(Records from a dataset)
________________

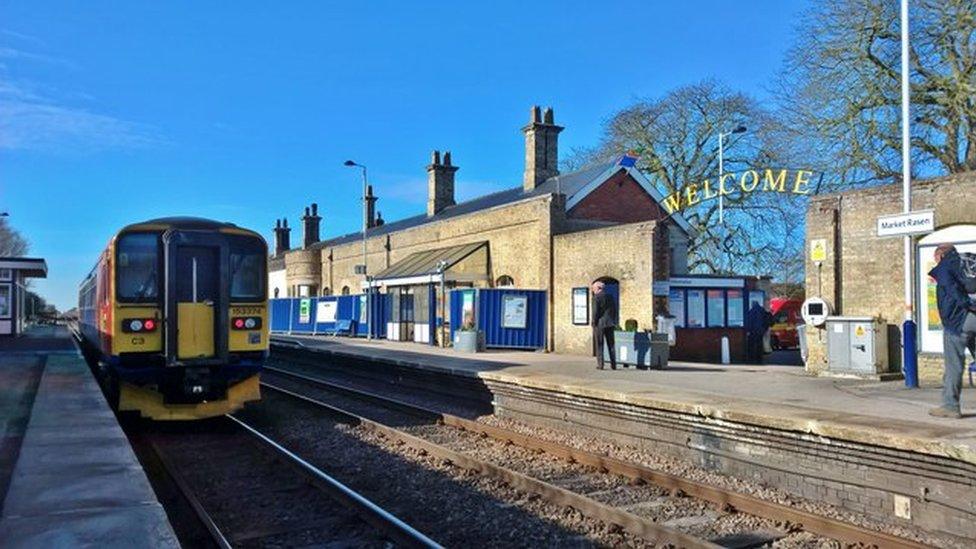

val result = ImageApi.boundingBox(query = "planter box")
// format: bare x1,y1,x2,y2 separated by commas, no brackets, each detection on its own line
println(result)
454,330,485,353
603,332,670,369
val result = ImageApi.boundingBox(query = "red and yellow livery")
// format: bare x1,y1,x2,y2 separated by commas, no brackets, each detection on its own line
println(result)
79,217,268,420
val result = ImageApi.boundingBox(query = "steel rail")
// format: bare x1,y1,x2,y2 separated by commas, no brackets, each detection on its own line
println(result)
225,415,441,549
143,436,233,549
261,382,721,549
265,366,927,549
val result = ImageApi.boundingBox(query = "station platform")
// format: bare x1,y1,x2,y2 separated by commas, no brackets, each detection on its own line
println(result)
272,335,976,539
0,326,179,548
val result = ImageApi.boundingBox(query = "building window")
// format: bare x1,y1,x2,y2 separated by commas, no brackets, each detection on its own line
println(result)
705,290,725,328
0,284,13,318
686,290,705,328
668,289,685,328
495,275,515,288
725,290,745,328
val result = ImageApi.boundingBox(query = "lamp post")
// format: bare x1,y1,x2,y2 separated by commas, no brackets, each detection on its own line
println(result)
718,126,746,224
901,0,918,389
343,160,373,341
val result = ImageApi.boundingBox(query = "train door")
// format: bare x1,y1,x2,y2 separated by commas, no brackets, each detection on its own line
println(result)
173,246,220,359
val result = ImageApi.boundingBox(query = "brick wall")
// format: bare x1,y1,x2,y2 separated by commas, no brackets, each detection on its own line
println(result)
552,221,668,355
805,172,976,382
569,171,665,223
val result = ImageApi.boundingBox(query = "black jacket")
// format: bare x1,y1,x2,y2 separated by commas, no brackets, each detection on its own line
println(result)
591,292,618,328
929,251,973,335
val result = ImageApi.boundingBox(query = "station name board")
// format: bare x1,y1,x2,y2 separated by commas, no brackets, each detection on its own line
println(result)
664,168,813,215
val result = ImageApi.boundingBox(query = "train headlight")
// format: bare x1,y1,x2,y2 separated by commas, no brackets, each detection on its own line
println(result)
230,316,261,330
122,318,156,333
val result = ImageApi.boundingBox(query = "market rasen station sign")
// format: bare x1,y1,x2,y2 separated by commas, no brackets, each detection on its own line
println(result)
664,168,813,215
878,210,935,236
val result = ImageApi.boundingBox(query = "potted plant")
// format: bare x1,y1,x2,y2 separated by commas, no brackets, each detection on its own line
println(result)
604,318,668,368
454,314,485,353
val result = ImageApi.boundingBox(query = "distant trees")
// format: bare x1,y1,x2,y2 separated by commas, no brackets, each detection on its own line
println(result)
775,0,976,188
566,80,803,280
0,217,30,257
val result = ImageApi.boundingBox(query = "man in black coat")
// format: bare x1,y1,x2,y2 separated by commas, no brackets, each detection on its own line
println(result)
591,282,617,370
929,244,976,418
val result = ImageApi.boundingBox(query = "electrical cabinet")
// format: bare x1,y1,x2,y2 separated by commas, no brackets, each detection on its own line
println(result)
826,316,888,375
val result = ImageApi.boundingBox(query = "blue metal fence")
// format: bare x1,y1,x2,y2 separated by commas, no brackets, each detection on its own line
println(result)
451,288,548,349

________________

WHAT YOU HAVE TO DO: Please gather every line of the entries above that contains the string "black". Case counts.

COMPLETE ANSWER:
val result = ImageApi.boundingBox(query = "black jacket")
val result = ImageApi.boundingBox(query = "man in black coat")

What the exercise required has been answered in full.